Problem to solve -> Every entry should be returned exactly. Omit none of them.

Records ->

++++++++++

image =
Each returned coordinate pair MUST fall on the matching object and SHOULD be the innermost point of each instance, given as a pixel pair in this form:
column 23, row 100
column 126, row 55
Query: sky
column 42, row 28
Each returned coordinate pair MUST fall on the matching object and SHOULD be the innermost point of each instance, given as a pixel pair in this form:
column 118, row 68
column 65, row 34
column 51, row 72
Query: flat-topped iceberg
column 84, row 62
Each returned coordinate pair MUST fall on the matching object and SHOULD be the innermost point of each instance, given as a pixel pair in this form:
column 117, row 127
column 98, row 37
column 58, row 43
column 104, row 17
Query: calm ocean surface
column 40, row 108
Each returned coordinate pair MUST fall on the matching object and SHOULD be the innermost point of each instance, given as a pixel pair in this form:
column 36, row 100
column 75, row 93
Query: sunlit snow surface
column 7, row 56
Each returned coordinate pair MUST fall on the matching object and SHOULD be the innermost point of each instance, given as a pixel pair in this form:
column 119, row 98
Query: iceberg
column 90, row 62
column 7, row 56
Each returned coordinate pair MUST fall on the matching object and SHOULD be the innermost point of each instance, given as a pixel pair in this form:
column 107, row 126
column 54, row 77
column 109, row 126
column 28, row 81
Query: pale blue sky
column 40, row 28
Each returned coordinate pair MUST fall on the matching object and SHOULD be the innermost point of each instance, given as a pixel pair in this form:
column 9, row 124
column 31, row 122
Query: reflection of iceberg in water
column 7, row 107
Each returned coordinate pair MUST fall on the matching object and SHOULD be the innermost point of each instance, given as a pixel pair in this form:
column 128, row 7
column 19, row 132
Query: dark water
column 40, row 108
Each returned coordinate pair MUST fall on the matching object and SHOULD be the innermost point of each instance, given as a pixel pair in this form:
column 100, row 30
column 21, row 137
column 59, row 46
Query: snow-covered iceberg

++++++++++

Answer box ->
image =
Each returned coordinate pair MUST fall on the matching object and SHOULD be the innermost point of each instance, given as a pixel pair in this form:
column 23, row 100
column 126, row 55
Query: sky
column 42, row 28
Each returned coordinate pair MUST fall on the matching object and SHOULD be the innermost point of each instance, given as a pixel pair in this form:
column 118, row 68
column 65, row 34
column 51, row 72
Query: flat-topped iceberg
column 84, row 62
Each returned coordinate pair MUST fall on the matching object and SHOULD be the innermost point of each instance, given as a pixel pair in this form:
column 117, row 127
column 98, row 37
column 58, row 43
column 104, row 17
Query: calm ocean surface
column 40, row 108
Each returned coordinate pair MUST fall on the matching object and SHOULD be the innermost point of each instance, given as a pixel pair in this form:
column 36, row 100
column 75, row 93
Query: sunlit snow surface
column 7, row 56
Each returned coordinate pair MUST fall on the matching object and SHOULD be the innermost point of each instance, given as a pixel pair in this form:
column 119, row 98
Query: iceberg
column 90, row 62
column 7, row 56
Each returned coordinate pair MUST fall on the matching object and SHOULD be the innermost point of each instance, given as a pixel pair in this form:
column 107, row 126
column 54, row 77
column 109, row 126
column 28, row 81
Query: pale blue sky
column 40, row 28
Each returned coordinate pair MUST fall on the matching object and SHOULD be the innermost point of each instance, given as a pixel pair in this form:
column 9, row 124
column 31, row 122
Query: reflection of iceberg in water
column 7, row 107
Each returned coordinate pair MUST fall on the matching object and SHOULD be the innermost point of each instance, given as a pixel pair in this form:
column 128, row 7
column 19, row 132
Query: dark water
column 40, row 108
Each returned coordinate pair MUST fall on the matching object and SHOULD be the innermost point of each instance, given as a pixel pair in this form:
column 100, row 30
column 21, row 137
column 59, row 46
Query: snow-covered iceberg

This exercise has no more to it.